# start of PROVIDED ENTRIES
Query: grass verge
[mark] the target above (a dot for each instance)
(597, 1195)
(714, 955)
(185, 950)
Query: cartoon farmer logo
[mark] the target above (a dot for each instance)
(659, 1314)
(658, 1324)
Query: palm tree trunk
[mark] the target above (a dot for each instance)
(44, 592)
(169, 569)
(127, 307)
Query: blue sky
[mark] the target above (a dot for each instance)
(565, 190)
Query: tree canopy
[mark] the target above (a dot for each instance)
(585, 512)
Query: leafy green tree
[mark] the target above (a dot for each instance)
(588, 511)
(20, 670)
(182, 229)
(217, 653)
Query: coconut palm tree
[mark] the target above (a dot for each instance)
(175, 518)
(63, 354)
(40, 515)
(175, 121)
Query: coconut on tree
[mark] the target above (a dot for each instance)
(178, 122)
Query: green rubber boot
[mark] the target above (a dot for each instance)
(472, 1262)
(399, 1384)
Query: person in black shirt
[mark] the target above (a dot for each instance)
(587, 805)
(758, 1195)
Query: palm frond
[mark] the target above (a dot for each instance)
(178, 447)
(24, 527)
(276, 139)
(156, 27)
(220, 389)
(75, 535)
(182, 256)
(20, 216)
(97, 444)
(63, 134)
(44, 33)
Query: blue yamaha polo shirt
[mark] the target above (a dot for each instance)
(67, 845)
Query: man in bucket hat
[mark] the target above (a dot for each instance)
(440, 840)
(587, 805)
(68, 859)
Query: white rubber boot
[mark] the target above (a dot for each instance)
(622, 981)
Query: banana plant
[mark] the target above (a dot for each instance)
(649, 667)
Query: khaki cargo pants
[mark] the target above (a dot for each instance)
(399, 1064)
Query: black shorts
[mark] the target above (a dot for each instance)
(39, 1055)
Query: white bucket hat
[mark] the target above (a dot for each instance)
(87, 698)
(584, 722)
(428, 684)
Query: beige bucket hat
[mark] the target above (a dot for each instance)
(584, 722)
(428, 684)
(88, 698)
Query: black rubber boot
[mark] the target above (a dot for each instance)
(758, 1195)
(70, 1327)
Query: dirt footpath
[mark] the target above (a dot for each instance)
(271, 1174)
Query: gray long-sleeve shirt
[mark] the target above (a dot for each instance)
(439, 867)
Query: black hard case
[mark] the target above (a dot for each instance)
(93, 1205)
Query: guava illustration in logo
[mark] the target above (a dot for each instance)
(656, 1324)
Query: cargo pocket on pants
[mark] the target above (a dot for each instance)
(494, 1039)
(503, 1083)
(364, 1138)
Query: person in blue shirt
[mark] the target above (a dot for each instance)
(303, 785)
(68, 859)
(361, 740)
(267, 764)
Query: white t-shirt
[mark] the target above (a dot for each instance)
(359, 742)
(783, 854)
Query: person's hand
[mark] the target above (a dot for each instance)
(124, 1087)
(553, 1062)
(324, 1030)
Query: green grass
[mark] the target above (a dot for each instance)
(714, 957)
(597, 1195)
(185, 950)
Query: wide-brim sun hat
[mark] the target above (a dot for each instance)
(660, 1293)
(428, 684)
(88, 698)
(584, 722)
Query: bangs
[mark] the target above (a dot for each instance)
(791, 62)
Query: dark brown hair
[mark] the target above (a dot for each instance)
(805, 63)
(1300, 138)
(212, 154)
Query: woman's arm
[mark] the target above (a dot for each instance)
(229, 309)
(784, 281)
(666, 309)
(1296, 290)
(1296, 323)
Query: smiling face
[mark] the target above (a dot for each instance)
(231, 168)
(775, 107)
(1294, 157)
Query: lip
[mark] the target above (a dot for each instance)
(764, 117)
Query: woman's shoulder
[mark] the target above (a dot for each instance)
# end of PROVIDED ENTRIES
■ WHAT NEEDS TO BE DONE ■
Starting at the line that contains "Query: cargo pocket on pants" and going through the last line of the material above, lay out those lines as a numbered list, leaving out any blank lines.

■ WRITTEN SOLUTION ■
1. Query: cargo pocket on pants
2. [mark] the target above (a dot for each instance)
3. (494, 1039)
4. (503, 1083)
5. (364, 1138)
6. Query: person in blue shirt
7. [mark] the target above (a dot for each instance)
8. (303, 785)
9. (68, 859)
10. (361, 740)
11. (267, 764)
12. Query: white t-shirt
13. [mark] the target above (a dot for each instance)
14. (359, 742)
15. (783, 854)
16. Query: person's hand
17. [mark] the target above (a dot for each instance)
18. (124, 1087)
19. (553, 1062)
20. (324, 1030)
21. Query: green grass
22. [mark] the target above (a dot for each instance)
23. (714, 957)
24. (597, 1195)
25. (185, 950)
26. Query: wide-brim sun hat
27. [mark] the target above (a dot for each instance)
28. (660, 1293)
29. (428, 684)
30. (88, 698)
31. (584, 722)
32. Query: bangs
33. [mark] the target above (a dot for each instance)
34. (791, 62)
35. Query: dark brown hair
36. [mark] the target above (a dot for each instance)
37. (805, 63)
38. (1300, 138)
39. (212, 154)
40. Query: woman's arm
41. [mark] the target above (a dot for each instance)
42. (229, 309)
43. (784, 281)
44. (666, 309)
45. (1296, 290)
46. (1296, 323)
47. Query: smiling face
48. [mark] the target above (a dot for each instance)
49. (231, 168)
50. (775, 107)
51. (1294, 157)
52. Query: lip
53. [mark] the target above (a dot for each instance)
54. (764, 117)
55. Query: woman's shoulder
56. [mark] the target above (a dot for each instance)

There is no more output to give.